Collected data:
:::

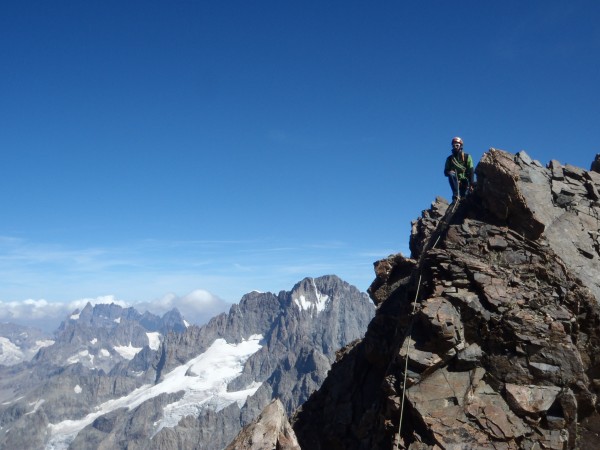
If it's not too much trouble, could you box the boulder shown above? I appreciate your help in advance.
[226,399,301,450]
[505,383,562,416]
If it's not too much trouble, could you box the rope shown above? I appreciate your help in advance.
[395,197,461,449]
[397,273,421,445]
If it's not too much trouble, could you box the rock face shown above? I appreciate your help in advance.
[35,302,187,372]
[293,149,600,450]
[0,276,374,449]
[225,399,301,450]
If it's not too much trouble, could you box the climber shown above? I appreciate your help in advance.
[444,136,474,202]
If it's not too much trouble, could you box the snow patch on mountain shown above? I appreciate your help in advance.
[66,350,93,366]
[113,343,142,360]
[153,336,264,434]
[293,279,330,313]
[34,339,55,349]
[0,337,24,365]
[146,332,161,351]
[0,336,54,366]
[25,399,45,416]
[46,334,263,450]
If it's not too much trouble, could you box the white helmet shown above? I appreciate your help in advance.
[452,136,463,146]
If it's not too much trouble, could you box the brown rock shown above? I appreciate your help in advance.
[489,235,509,250]
[418,297,463,351]
[505,383,561,416]
[293,149,600,450]
[476,149,545,240]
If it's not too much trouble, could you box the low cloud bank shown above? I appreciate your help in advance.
[135,290,232,326]
[0,291,231,333]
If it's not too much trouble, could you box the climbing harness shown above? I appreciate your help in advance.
[395,197,462,449]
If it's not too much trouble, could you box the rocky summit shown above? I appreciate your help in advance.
[291,149,600,450]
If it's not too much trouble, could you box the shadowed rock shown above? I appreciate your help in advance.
[591,154,600,173]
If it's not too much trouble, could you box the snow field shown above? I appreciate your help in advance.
[46,334,263,449]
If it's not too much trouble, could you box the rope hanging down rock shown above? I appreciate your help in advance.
[396,197,462,449]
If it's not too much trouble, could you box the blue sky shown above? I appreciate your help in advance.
[1,1,599,329]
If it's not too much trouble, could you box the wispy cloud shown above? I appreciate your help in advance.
[0,291,231,333]
[0,295,128,332]
[131,289,231,326]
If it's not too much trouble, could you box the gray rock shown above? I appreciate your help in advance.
[225,399,301,450]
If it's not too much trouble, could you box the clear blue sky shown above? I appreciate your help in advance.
[1,1,599,327]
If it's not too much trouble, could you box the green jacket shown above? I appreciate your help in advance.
[444,152,474,183]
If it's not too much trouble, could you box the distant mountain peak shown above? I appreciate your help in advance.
[291,277,331,314]
[31,302,188,372]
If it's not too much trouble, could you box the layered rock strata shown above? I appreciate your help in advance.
[293,149,600,450]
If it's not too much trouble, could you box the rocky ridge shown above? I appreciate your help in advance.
[0,275,374,449]
[33,302,187,373]
[291,149,600,449]
[66,275,373,450]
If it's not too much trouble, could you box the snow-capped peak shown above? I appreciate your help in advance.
[293,278,330,314]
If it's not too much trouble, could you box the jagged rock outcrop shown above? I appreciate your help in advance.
[293,149,600,449]
[35,303,186,373]
[225,399,301,450]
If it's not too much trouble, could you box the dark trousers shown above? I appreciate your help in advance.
[448,173,469,200]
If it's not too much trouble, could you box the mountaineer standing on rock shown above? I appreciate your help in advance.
[444,136,474,202]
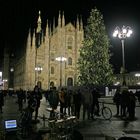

:::

EXERCISE REQUIREMENTS: Leave out the pictures and return, exactly as written, only the lines from the line with "If it's not too much trouble, could you box the mountaineer" through the end of the records above.

FINISHED TASK:
If it's not too much trouble, could you box the mountaineer standing on rock shown above? I appreciate your help in advance.
[444,136,474,202]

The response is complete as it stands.